In this exercise, write out the data word for word and leave every image out.

──────

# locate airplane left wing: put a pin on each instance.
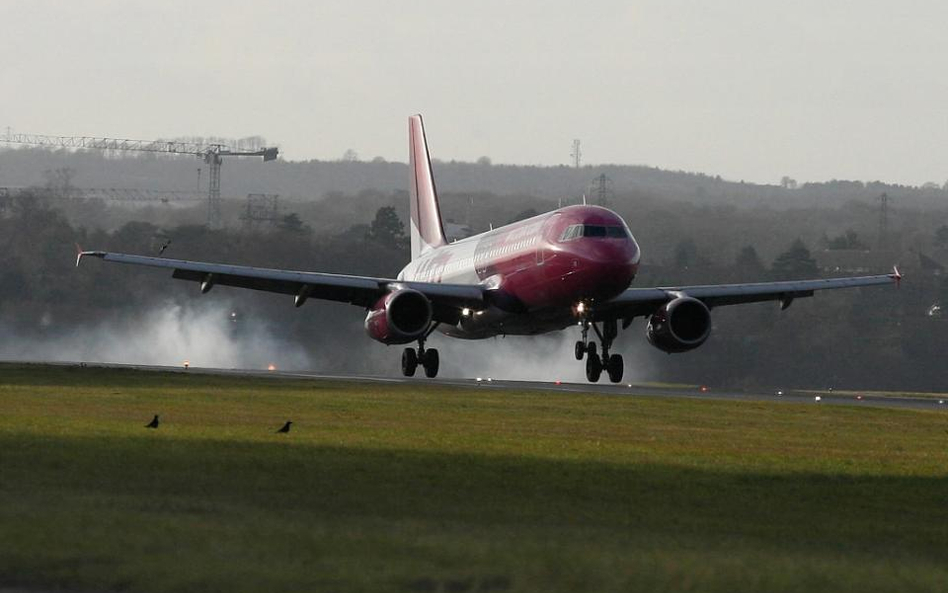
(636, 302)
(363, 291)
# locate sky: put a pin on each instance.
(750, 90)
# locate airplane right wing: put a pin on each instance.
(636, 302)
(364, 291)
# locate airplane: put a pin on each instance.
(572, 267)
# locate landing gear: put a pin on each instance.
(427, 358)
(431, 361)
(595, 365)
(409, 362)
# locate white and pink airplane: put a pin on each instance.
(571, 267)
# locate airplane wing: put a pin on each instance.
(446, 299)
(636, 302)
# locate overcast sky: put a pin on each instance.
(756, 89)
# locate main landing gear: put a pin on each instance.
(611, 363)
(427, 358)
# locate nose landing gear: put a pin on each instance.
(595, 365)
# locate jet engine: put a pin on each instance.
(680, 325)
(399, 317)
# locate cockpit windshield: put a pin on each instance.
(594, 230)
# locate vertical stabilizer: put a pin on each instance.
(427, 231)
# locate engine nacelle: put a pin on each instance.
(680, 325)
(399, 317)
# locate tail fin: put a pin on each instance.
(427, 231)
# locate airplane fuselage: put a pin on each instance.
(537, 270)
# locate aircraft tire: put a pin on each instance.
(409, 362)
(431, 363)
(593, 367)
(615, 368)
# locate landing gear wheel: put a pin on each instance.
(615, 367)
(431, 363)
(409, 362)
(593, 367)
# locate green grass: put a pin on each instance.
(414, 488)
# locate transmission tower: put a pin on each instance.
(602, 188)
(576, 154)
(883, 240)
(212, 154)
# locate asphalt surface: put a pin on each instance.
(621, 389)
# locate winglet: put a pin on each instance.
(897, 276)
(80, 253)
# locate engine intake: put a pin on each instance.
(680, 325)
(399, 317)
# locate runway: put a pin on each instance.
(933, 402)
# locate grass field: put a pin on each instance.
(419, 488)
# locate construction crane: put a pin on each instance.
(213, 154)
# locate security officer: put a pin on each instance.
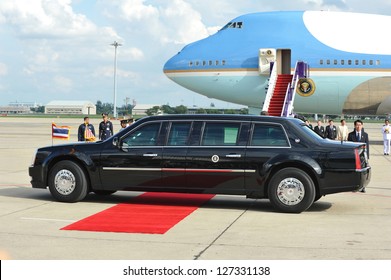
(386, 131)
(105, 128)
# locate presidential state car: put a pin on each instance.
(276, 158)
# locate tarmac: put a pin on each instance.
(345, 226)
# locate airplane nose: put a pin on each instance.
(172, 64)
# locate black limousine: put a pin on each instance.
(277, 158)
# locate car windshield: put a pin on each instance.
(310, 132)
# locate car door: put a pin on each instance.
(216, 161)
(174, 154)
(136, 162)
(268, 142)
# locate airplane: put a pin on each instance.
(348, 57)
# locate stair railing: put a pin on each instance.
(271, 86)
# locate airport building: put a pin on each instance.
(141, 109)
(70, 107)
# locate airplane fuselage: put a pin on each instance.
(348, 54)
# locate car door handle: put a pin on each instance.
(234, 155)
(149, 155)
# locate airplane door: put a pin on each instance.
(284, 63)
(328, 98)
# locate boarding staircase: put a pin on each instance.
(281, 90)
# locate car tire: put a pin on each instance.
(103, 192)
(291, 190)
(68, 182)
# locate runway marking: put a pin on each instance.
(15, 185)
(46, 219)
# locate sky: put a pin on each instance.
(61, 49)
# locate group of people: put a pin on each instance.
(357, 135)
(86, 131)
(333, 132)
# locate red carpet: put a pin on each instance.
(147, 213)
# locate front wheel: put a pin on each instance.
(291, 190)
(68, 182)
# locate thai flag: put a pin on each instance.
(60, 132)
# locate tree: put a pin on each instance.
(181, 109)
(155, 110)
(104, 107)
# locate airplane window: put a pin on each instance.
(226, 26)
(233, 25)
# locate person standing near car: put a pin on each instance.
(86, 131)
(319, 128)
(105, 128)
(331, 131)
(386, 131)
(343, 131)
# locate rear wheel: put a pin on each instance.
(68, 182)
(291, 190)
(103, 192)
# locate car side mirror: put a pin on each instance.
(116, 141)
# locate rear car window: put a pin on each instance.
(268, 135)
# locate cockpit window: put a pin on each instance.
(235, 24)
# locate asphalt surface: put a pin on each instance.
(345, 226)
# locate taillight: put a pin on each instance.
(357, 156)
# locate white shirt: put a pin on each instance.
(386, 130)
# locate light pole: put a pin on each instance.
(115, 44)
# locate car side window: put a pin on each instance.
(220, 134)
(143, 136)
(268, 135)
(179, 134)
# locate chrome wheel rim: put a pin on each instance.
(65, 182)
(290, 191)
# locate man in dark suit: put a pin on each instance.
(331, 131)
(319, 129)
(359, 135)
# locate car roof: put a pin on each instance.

──────

== Solution below ==
# locate airplane left wing: put a pin on each instance.
(636, 302)
(363, 291)
# locate sky: put a pin on each instance.
(750, 90)
# locate airplane right wing: put a pin on each instance.
(636, 302)
(364, 291)
# locate airplane: put a pin on each instance.
(572, 267)
# locate landing gear: put a pin on each instance.
(427, 358)
(431, 361)
(595, 365)
(409, 362)
# locate white and pink airplane: put a pin on each instance.
(571, 267)
# locate airplane wing: put a pin on each instance.
(446, 299)
(636, 302)
# locate overcast sky: put a pin on each instance.
(756, 89)
# locate main landing gear: put a pin on each instance.
(611, 363)
(427, 358)
# locate nose landing gear: put a pin on each instance.
(595, 365)
# locate jet engine: put a pin on each instance.
(680, 325)
(399, 317)
# locate cockpit windshield: put a pin on each instance.
(594, 230)
# locate vertical stabilizer: put a pin on each instance.
(427, 231)
# locate engine nacelle: put a pin on each instance.
(680, 325)
(399, 317)
# locate tail fin: put a pin on each instance.
(427, 231)
# locate airplane fuselage: put a pin on each instance.
(537, 270)
# locate aircraft tire: put a pin on each instance.
(409, 362)
(431, 363)
(593, 367)
(615, 368)
# locate landing gear wheel: put a pin on each instance.
(615, 367)
(431, 363)
(409, 362)
(593, 367)
# locate green grass: put a pin on each instance.
(414, 488)
# locate transmission tower: put a pin on each instance.
(602, 188)
(576, 154)
(883, 240)
(212, 154)
# locate asphalt surface: put a pin on each instance.
(621, 389)
# locate winglet: put a pin on each instance.
(897, 276)
(80, 253)
# locate engine intake: put a pin on each instance.
(680, 325)
(399, 317)
# locate runway: put a pin on each instance.
(933, 402)
# locate grass field: put a pin on each instance.
(419, 488)
# locate construction crane: put a pin on each instance.
(213, 154)
# locate security officer: put a pin on each instance.
(386, 131)
(105, 128)
# locate presidential state car: put a pin on each instance.
(276, 158)
# locate tarmac: put a pin on each instance.
(345, 226)
# locate airplane nose: put a pin on each instance.
(172, 64)
# locate black limousine: put a pin on each instance.
(277, 158)
# locate car windshield: put a pin on each instance.
(310, 132)
# locate car door: put a pin on each instance.
(216, 161)
(174, 154)
(136, 162)
(268, 142)
# locate airplane: put a pin on each instance.
(348, 57)
# locate stair railing: put a pin on each instance.
(271, 86)
# locate airport building: put a pin on each instance.
(141, 109)
(70, 107)
# locate airplane fuselage: put a pin on each instance.
(348, 54)
# locate car door handle: put a pin on each instance.
(234, 155)
(149, 155)
# locate airplane door: put a pin on each instance.
(284, 63)
(328, 98)
# locate boarding staircase: put a pin on each instance.
(281, 90)
# locate car tire: put a pin on each instance.
(103, 192)
(291, 190)
(68, 182)
# locate runway marking: put a pin on each instance.
(15, 185)
(46, 219)
# locate sky: put a pin on each instance.
(61, 49)
# locate group of people: put a pin on each instance.
(357, 135)
(86, 131)
(333, 132)
# locate red carpet: put a pin on each instance.
(147, 213)
# locate front wheel: put a pin on each instance.
(291, 190)
(68, 182)
# locate thai flag: put a pin on each instance.
(60, 132)
# locate tree: put a pin on each instance.
(181, 109)
(155, 110)
(104, 107)
# locate airplane window: put a pin on each instance.
(226, 26)
(233, 25)
# locate person standing near car: put a pin on each instance.
(86, 131)
(319, 128)
(105, 128)
(331, 131)
(386, 131)
(343, 131)
# locate rear wheel: put a pin on each instance.
(68, 182)
(291, 190)
(103, 192)
# locate car side mirror: put a pin on each instance.
(116, 141)
# locate rear car window: put a pin on each instance.
(268, 135)
# locate cockpit window: put a pin on each instance.
(235, 24)
# locate asphalt surface: put a pin on each instance.
(345, 226)
# locate taillight: put a pin on each instance.
(357, 156)
# locate white shirt: put a pin on each instance.
(386, 130)
# locate light pole: put a pin on each instance.
(115, 44)
# locate car side window: put a pin on each instance.
(220, 134)
(143, 136)
(268, 135)
(179, 134)
# locate chrome wheel rim: put a pin on each instance.
(65, 182)
(290, 191)
# locate man in dark suit: put a pin on each instance.
(331, 131)
(319, 129)
(359, 135)
# locate car roof: put a pin on each instance.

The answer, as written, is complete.